■ **INSTRUCTIONS FOR THE TASK**: Take the line that contains "Guideline: for every instance of the forehead, the" and every line after it in the material below, and quote them exactly.

■ **RECORD SET**:

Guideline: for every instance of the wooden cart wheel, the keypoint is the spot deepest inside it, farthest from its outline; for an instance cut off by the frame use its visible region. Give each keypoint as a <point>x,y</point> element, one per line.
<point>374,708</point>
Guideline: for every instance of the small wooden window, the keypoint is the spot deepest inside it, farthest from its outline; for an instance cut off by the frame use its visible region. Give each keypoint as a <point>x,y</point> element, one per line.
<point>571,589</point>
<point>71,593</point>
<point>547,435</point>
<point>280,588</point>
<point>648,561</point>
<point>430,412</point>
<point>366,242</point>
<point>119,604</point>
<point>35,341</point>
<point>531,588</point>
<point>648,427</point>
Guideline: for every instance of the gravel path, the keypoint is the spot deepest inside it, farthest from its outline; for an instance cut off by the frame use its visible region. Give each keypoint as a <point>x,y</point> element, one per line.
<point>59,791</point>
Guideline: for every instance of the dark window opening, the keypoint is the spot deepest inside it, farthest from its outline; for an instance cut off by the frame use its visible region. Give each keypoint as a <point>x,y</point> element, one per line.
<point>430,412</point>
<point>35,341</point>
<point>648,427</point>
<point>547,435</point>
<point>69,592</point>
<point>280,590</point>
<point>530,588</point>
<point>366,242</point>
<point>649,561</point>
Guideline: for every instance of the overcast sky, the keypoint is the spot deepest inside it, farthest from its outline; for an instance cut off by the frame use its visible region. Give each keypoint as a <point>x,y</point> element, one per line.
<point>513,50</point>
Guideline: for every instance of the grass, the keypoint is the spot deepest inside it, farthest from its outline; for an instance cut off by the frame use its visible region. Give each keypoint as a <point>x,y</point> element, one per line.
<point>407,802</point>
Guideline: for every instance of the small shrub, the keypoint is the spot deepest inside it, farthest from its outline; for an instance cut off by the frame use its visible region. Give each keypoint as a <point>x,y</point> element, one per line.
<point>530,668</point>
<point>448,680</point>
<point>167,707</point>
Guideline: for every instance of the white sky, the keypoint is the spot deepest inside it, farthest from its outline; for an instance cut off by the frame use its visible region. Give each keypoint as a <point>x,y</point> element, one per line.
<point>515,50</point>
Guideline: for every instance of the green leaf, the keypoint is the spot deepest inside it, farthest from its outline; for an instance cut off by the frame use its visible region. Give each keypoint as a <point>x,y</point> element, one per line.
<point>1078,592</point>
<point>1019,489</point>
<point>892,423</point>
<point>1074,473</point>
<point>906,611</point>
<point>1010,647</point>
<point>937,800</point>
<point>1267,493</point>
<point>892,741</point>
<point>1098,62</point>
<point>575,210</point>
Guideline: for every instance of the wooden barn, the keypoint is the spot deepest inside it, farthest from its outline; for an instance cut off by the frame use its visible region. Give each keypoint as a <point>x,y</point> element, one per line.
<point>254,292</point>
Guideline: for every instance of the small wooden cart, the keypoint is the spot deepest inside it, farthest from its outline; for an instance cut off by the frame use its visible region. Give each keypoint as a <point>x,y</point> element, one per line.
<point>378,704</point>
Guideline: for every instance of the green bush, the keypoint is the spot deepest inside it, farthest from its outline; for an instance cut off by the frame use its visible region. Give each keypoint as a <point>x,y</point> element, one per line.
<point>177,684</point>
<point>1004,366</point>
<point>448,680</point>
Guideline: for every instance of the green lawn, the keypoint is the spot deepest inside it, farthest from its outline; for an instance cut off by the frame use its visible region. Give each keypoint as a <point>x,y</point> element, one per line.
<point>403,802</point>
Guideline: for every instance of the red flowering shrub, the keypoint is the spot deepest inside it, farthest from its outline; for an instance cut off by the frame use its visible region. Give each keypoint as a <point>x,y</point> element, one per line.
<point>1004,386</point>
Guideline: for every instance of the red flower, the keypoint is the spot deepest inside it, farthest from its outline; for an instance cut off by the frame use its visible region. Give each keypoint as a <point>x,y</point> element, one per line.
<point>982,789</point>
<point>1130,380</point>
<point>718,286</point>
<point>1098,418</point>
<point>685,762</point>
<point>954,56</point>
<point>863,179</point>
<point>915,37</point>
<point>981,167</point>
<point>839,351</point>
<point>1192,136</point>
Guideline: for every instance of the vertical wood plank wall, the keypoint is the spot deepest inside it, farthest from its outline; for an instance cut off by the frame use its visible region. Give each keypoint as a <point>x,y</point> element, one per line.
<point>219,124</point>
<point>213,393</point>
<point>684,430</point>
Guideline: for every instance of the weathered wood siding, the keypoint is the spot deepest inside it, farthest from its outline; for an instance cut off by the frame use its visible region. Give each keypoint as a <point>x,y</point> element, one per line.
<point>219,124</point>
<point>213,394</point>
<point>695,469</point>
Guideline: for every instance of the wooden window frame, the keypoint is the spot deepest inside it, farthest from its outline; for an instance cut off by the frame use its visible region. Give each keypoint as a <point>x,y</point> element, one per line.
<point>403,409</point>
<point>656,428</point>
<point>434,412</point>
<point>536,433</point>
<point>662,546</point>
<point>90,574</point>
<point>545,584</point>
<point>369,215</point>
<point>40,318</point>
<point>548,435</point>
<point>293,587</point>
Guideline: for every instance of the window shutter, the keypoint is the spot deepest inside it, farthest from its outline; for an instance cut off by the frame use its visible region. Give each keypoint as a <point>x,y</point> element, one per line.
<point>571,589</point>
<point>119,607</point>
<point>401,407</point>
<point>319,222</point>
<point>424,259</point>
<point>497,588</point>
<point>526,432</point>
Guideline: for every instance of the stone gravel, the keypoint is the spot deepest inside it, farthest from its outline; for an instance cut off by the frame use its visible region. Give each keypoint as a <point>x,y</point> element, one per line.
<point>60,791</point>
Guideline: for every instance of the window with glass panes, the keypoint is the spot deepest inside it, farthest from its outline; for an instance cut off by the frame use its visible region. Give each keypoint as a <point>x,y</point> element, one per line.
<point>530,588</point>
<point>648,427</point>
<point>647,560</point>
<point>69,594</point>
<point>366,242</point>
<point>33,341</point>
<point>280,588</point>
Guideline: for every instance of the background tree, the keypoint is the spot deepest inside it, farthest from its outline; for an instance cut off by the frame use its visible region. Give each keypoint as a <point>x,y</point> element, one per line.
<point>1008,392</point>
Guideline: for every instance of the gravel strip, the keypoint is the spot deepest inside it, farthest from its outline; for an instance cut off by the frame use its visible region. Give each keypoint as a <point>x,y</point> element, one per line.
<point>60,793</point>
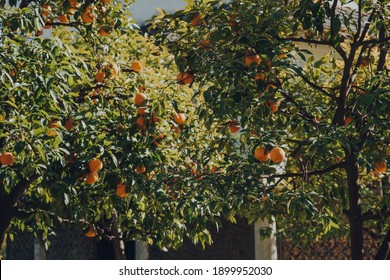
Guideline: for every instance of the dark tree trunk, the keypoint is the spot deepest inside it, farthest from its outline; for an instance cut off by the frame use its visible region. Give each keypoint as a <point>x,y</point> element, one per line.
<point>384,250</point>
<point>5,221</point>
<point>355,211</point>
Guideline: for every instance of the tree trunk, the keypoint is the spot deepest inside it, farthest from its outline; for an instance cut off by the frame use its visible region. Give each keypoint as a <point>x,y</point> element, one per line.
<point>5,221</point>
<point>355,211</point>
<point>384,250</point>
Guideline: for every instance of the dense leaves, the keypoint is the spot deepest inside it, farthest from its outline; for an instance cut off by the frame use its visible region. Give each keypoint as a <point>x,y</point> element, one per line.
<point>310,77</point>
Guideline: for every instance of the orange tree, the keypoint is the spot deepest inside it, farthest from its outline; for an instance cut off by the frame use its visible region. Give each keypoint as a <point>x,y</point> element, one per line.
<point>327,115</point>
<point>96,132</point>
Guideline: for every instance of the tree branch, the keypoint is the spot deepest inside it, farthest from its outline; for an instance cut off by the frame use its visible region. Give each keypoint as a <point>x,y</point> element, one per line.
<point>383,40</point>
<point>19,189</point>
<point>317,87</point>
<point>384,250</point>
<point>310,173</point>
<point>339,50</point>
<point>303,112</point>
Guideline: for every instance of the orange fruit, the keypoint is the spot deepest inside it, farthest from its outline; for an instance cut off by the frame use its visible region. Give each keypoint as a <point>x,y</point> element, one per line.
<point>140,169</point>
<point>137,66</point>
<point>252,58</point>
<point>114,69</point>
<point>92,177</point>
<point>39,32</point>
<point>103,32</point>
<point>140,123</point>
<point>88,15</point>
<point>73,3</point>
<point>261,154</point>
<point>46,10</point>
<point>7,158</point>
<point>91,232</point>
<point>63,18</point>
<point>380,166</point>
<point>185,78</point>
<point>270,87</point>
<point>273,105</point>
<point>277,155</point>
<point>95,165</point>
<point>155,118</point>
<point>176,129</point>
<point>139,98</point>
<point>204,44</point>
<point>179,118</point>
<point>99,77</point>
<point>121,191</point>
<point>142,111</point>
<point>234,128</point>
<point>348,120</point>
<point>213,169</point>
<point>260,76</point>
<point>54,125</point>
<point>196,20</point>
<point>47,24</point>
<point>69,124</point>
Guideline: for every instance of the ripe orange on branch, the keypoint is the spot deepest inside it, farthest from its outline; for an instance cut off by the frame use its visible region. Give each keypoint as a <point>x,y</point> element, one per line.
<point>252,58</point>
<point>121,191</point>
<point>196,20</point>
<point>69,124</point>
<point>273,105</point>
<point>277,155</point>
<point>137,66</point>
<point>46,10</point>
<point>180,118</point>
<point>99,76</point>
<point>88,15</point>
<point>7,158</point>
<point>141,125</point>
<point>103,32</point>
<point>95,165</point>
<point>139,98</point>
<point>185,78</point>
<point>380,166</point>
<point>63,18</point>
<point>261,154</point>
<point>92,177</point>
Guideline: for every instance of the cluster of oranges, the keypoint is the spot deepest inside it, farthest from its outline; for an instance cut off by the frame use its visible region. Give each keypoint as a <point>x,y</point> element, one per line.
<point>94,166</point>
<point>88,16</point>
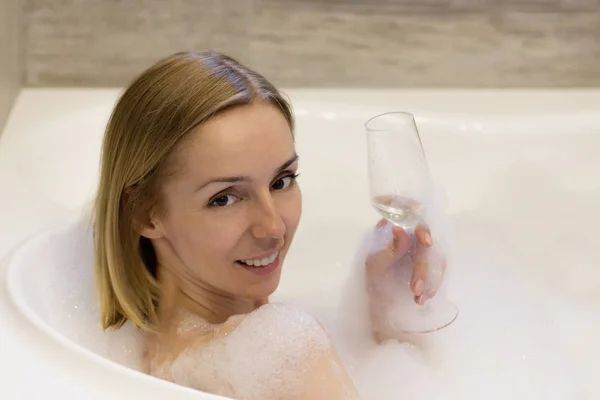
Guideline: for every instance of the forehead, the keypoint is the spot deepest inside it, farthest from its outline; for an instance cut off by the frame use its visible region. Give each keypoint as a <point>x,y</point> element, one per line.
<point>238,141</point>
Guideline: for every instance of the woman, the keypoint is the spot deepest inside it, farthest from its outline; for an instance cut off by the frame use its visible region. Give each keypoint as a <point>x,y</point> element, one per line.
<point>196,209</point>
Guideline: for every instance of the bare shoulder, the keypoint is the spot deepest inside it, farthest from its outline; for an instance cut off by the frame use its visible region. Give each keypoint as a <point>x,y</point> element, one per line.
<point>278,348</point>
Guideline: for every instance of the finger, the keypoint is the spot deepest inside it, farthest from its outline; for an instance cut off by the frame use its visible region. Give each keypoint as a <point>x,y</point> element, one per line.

■ **WRITTEN SOLUTION**:
Guideline: for every instance of the forehead, the keypoint is the spot deepest inside it, farthest from its outline; for an instance cut off by the frame use its visible region. Give each keypoint as a <point>x,y</point> element, one per line.
<point>238,141</point>
Guideline: for every instance of the woman, the keypoint is the spot deepest inside it, farthest from its outline; for an instance cut off by the frame use its visible region. Give each keypoint as a <point>x,y</point> element, one per line.
<point>196,209</point>
Guideline: for every instance of the bare shoulder, the keypoint is the spot deepest inside it, farthest from its outline; for an instance cut off by the frame use its visible region. Give each keypoint as a <point>x,y</point> element, one per line.
<point>278,348</point>
Guideline: for every instance of the finger, the keypoint is the spot deepest inside it, farthest from its outline; for an instance cut off by the frame use its visible region. Give each keypoint as a <point>x,y</point> element, one per line.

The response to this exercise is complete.